TASK SET
• a. For the forum post about ACS variable names, decide whether each statement agrees with it, answering yes or no and quoting the deciding words: (i) the poster needs 28 variables from ACS data; (ii) the poster has not yet gotten the R code to work in RStudio; (iii) the poster wants 2021 ACS 5-year estimates.
• b. In the forum post about ACS variable names, what census tract measure does the poster give as an example of a needed variable?
• c. Summarize the forum post about ACS variable names in two sentences.

Finding ACS variable names for tidycensus in R

Hello!

I am working on a research project that involves collecting 28 variables from ACS data. I have been working with tidycensus and have figured out my R code to get me what I want in Rstudio, but I cannot find an extensive list of variable names to input in the get_acs(....variables=XYZ) function. When I use the load_variables function, I feel like I am either not getting the full list or the variable is too granular. For example, I need to know what percentage of people have a bachelor's degree or higher at the census tract level, but the ACS5 variables break it down too far (age, gender, etc.). I found a couple for my table, but not for all of the ones I need. I have looked to see if the online ACS data tables had it listed next to the variable description and couldn't find it.

My ask is: does anyone know the ACS variable names for these? and/or where I can find them on the census website? I'm looking for 2021 ACS 5-year estimate data.

INFORMATION GIVEN
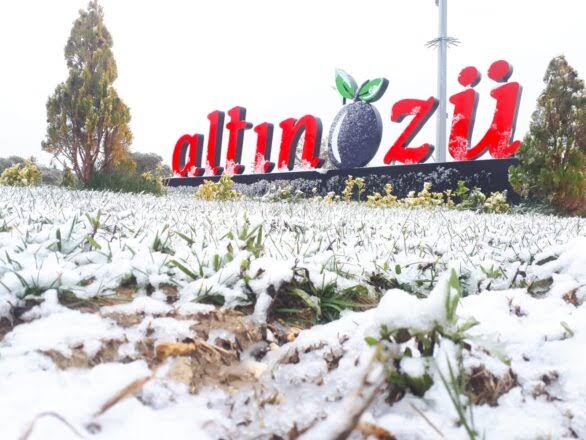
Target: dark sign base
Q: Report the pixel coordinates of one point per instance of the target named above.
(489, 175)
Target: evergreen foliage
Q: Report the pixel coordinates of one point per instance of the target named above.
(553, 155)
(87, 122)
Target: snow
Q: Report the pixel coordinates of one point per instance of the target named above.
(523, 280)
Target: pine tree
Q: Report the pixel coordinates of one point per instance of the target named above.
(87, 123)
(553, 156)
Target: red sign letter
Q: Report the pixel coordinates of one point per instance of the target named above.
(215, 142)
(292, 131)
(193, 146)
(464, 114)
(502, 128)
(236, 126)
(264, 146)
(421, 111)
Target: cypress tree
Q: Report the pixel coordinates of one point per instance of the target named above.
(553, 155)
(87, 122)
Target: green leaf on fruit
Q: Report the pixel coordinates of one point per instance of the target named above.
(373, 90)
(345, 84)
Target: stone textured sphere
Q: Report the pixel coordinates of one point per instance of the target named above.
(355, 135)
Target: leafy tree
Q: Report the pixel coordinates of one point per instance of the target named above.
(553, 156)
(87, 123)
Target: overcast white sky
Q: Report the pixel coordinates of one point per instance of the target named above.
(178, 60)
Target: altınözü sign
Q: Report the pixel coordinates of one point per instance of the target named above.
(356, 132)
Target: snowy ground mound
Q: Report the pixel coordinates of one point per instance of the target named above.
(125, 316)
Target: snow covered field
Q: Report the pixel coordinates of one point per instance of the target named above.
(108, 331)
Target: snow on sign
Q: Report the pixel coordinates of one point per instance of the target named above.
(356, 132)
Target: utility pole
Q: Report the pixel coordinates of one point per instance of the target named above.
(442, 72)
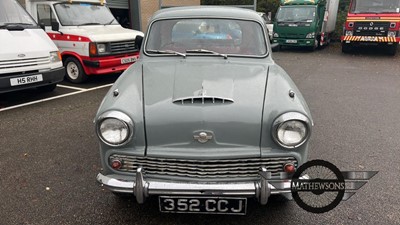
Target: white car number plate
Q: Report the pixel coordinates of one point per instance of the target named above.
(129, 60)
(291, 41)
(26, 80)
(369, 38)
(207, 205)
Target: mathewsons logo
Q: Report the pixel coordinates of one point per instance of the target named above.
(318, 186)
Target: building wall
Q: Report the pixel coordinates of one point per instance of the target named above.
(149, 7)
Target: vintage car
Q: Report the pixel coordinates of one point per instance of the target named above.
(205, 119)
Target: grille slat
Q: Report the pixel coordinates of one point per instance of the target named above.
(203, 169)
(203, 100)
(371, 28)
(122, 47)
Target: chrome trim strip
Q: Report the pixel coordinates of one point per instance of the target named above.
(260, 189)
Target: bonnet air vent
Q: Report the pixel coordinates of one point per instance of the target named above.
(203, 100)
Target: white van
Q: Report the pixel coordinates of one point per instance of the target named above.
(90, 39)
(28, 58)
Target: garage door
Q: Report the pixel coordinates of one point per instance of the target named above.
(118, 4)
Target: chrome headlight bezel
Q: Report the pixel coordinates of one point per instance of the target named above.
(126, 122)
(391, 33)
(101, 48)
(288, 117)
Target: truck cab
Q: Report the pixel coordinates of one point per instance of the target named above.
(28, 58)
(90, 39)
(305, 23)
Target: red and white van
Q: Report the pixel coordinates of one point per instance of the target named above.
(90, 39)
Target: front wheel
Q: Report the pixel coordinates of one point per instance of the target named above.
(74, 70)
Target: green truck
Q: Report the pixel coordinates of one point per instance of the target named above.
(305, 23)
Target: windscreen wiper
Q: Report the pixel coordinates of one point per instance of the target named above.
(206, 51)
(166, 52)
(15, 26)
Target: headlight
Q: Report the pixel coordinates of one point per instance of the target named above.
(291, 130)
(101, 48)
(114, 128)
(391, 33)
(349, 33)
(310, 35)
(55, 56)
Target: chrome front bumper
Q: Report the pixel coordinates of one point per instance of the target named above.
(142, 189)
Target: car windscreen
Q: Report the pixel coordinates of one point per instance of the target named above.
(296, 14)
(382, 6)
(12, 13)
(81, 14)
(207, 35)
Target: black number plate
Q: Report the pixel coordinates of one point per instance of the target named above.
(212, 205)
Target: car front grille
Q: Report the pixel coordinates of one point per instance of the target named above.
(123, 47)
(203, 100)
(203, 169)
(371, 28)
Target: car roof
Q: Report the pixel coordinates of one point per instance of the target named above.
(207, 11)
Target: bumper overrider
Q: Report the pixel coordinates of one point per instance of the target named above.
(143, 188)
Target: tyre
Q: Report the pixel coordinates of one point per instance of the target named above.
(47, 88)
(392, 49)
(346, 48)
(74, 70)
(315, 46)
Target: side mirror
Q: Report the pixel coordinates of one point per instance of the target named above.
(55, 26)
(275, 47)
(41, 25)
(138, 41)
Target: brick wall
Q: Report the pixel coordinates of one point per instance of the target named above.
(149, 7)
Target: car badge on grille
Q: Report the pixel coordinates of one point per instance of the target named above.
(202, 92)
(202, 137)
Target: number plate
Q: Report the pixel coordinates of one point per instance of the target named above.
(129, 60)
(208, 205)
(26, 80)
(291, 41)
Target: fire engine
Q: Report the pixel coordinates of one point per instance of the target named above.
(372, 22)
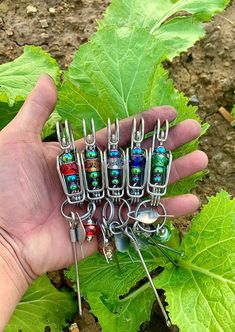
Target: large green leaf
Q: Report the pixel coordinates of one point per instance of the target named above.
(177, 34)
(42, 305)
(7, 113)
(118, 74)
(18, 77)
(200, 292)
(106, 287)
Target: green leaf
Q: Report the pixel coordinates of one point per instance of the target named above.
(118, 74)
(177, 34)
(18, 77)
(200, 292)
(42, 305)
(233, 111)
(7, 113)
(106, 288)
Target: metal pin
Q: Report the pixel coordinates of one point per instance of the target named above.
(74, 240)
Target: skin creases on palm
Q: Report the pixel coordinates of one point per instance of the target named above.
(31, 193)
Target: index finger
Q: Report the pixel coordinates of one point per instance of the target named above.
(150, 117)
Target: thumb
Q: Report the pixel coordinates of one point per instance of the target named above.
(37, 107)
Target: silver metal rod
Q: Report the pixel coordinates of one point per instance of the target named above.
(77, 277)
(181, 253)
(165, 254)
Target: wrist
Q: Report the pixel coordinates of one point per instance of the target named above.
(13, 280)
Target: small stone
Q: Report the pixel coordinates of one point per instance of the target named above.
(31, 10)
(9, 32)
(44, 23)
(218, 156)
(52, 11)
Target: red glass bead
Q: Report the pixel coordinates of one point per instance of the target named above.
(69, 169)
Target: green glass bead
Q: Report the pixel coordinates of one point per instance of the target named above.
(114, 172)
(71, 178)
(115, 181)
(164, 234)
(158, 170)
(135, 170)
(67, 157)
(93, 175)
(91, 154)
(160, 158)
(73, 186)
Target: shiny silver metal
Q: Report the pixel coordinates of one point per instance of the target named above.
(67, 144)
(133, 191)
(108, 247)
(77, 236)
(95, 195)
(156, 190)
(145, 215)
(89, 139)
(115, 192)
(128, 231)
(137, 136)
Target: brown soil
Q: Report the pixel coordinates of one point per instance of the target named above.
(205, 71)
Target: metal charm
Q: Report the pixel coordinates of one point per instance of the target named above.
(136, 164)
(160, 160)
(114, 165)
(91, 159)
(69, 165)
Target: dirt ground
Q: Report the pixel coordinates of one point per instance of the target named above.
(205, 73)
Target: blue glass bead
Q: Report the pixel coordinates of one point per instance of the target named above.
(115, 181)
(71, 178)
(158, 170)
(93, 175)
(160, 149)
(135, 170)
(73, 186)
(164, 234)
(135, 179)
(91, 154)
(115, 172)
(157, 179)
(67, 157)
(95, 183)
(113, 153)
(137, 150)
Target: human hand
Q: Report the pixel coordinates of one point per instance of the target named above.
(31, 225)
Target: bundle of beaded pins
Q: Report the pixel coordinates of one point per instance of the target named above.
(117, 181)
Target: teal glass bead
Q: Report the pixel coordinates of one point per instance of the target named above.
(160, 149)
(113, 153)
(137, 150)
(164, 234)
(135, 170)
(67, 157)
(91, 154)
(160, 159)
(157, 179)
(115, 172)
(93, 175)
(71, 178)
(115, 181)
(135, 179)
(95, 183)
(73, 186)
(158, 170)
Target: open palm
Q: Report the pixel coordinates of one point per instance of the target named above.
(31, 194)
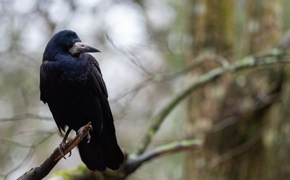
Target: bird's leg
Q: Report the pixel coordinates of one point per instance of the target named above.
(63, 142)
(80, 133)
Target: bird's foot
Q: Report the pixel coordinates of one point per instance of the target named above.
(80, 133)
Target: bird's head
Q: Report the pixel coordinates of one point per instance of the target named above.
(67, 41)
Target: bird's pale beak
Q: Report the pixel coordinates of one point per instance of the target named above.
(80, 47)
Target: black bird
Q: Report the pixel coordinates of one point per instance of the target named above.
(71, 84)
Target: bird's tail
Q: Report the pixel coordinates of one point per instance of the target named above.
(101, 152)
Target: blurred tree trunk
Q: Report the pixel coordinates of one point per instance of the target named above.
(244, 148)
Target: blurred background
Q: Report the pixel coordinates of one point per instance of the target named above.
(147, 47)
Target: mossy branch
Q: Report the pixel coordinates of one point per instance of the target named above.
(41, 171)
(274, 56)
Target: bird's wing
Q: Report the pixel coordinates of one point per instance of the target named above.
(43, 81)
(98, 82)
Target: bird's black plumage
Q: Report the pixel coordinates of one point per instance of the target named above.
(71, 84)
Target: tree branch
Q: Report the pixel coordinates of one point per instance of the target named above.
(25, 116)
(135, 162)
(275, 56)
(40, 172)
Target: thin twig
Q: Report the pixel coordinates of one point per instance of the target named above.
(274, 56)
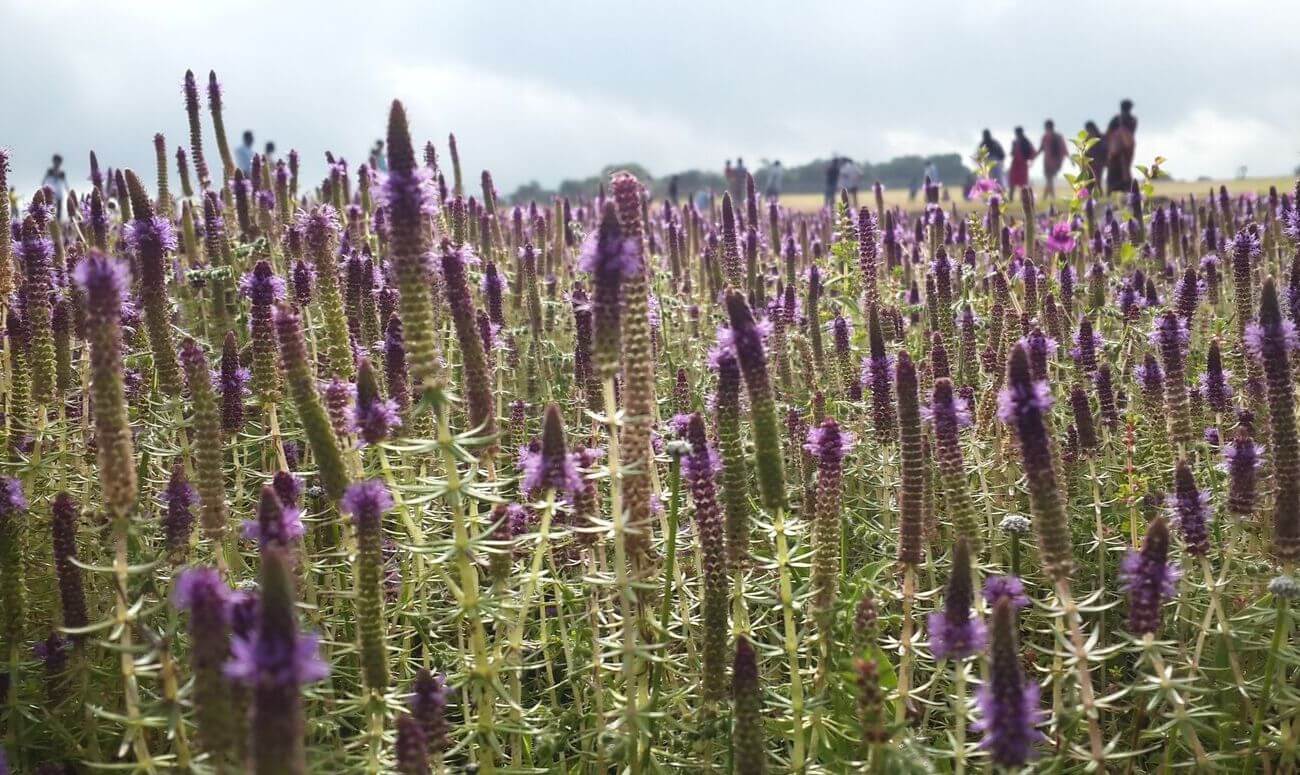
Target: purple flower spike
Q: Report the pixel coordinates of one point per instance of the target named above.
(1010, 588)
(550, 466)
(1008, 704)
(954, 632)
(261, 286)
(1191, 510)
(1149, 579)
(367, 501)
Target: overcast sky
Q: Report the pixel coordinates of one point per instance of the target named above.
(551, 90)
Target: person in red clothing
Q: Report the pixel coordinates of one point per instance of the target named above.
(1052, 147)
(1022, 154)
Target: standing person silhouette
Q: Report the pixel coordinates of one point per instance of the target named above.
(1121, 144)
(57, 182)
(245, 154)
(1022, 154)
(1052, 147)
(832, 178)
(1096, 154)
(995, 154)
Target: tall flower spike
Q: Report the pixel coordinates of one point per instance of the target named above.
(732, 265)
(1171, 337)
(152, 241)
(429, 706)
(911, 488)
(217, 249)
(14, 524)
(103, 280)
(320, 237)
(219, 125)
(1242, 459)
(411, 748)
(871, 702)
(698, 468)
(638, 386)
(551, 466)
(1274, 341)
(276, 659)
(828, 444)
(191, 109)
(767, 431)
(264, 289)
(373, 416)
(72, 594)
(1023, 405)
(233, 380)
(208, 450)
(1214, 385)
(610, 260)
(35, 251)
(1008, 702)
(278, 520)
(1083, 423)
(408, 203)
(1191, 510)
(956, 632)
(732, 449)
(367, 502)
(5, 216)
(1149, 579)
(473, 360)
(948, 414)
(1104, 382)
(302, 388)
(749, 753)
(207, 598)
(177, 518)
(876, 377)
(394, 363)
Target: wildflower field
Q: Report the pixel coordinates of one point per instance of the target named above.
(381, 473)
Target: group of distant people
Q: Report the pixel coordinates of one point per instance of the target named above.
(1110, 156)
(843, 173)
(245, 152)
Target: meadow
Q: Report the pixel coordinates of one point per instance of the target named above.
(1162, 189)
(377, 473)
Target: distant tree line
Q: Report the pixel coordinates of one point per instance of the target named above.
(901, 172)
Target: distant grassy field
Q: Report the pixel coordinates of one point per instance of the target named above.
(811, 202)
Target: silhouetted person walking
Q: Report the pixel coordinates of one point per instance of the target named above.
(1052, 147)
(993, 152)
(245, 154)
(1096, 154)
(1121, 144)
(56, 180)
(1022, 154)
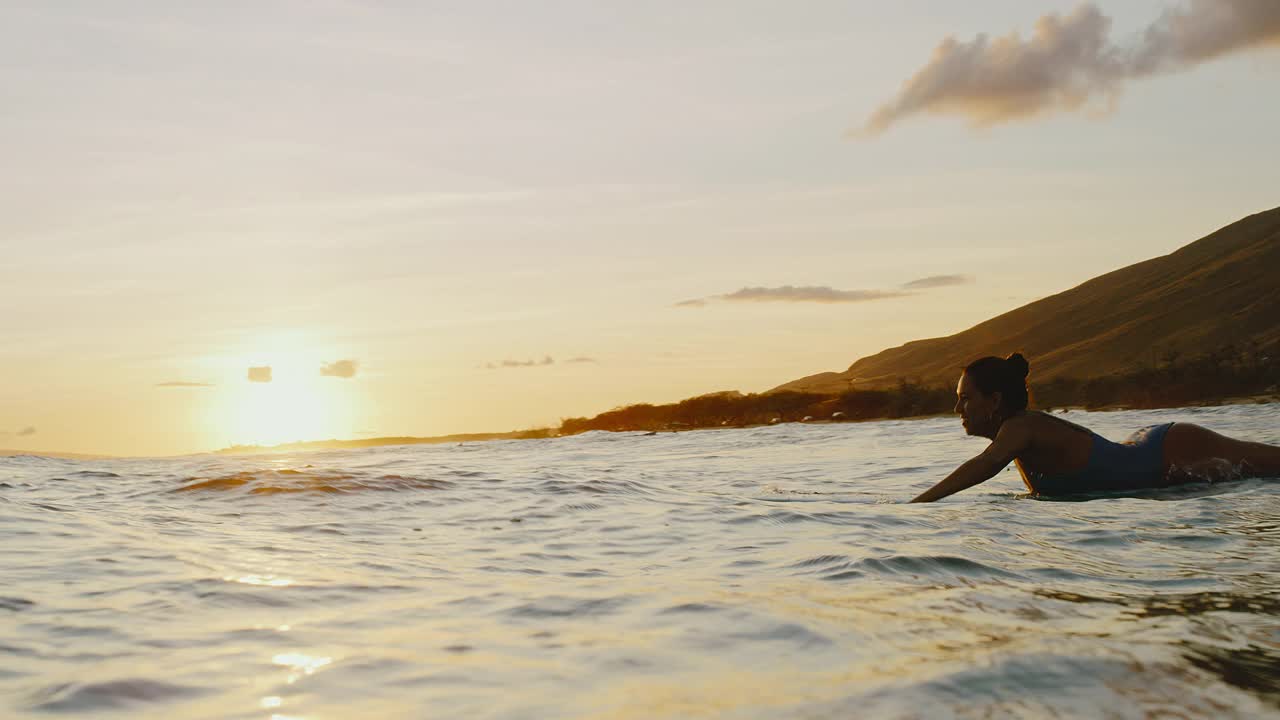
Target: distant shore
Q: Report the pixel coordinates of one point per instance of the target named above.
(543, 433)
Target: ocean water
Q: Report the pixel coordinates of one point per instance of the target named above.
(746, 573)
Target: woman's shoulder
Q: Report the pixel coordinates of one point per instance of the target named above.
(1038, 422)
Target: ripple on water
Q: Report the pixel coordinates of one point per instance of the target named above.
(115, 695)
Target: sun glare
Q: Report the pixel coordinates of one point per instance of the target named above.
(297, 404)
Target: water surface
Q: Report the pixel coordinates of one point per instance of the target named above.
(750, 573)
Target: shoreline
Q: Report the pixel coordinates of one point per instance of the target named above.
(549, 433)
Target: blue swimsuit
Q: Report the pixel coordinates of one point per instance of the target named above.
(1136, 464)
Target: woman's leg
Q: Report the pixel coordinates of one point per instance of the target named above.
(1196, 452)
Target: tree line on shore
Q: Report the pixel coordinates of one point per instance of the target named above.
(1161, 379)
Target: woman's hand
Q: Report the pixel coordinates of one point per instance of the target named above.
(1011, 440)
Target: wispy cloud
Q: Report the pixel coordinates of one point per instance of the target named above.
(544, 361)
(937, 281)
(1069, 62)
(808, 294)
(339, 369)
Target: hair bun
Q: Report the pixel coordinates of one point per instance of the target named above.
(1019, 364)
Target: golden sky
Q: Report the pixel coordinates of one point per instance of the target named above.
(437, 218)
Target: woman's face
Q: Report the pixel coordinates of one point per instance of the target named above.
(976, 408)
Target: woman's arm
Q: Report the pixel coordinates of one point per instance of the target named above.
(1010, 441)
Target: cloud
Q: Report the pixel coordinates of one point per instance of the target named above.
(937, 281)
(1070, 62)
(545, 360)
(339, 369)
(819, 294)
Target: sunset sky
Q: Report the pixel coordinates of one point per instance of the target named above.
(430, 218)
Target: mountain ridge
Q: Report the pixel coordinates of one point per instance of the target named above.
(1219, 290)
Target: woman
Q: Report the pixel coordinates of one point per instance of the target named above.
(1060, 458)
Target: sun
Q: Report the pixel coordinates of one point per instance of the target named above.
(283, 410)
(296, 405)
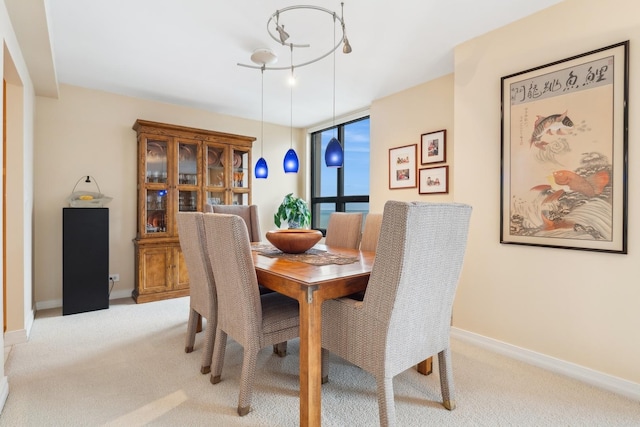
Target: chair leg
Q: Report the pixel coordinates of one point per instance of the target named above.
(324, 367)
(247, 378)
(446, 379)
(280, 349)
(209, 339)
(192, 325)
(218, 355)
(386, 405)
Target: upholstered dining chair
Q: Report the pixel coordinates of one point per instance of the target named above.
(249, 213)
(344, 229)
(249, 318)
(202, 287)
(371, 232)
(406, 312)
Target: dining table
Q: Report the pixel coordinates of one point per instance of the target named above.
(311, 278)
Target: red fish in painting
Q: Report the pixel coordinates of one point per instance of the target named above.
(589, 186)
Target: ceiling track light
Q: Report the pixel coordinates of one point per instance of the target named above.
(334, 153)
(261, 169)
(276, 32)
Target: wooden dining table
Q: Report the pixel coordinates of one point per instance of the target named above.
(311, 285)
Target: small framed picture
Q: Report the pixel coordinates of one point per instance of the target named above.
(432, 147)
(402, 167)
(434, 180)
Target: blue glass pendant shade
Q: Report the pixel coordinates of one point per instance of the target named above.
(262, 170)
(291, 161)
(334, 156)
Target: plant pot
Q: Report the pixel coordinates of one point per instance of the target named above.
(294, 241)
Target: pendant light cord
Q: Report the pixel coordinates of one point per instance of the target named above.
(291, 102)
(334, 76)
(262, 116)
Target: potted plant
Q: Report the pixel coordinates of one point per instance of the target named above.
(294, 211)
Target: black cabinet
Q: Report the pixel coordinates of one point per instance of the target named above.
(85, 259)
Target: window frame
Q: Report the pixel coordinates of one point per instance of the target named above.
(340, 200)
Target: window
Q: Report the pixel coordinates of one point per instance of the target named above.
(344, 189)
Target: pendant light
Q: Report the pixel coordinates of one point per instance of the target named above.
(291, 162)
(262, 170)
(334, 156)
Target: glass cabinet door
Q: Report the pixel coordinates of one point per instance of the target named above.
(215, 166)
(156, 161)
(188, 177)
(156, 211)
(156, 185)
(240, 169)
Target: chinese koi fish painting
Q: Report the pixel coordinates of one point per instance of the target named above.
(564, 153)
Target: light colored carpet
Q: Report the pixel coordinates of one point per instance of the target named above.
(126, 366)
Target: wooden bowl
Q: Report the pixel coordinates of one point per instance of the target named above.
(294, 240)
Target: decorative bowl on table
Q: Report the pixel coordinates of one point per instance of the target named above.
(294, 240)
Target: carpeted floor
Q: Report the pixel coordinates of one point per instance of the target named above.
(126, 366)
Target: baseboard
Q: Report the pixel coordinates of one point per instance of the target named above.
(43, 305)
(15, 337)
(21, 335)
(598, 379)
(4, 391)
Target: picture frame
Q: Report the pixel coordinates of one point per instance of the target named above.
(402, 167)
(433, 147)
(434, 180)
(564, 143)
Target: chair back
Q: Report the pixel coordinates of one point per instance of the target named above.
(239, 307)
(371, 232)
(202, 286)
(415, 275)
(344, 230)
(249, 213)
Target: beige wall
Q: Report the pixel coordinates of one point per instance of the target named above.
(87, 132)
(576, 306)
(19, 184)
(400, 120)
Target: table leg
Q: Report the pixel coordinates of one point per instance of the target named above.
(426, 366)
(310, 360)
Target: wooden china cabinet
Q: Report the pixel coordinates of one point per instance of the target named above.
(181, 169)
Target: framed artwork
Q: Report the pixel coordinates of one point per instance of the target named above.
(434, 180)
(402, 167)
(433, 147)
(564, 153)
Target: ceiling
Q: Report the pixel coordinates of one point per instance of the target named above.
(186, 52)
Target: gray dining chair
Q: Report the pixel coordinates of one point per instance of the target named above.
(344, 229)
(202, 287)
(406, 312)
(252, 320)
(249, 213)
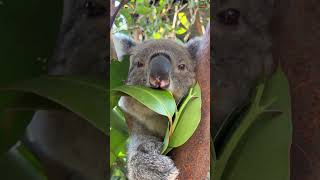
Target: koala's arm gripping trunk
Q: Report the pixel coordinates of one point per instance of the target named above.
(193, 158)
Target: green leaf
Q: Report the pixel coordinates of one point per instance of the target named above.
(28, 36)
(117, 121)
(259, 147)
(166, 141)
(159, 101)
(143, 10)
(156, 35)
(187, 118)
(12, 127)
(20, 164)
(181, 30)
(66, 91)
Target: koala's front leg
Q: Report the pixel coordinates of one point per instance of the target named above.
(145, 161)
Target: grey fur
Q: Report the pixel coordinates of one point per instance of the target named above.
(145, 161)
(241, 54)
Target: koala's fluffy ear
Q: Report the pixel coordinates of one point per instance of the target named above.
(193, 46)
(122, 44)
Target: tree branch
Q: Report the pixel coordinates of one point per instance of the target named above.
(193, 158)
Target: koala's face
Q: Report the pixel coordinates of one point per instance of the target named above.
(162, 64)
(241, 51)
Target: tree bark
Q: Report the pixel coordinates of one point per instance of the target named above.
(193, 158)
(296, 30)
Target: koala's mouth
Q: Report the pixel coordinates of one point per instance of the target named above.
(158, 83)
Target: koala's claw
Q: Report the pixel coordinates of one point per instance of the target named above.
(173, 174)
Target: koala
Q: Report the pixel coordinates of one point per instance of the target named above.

RESULTS OF THE TASKS
• a.
(i) Yes: "collecting 28 variables from ACS data"
(ii) No: "have figured out my R code to get me what I want in Rstudio"
(iii) Yes: "I'm looking for 2021 ACS 5-year estimate data."

• b. The percentage of people who have a bachelor's degree or higher.

• c. The poster uses tidycensus in R for a research project that needs 28 ACS variables but cannot find a full list of variable names for get_acs, because load_variables seems incomplete or too granular, as with the share of people holding a bachelor's degree or higher at the census tract level. The poster asks for those variable names, or where to find them on the census website, for 2021 ACS 5-year estimates.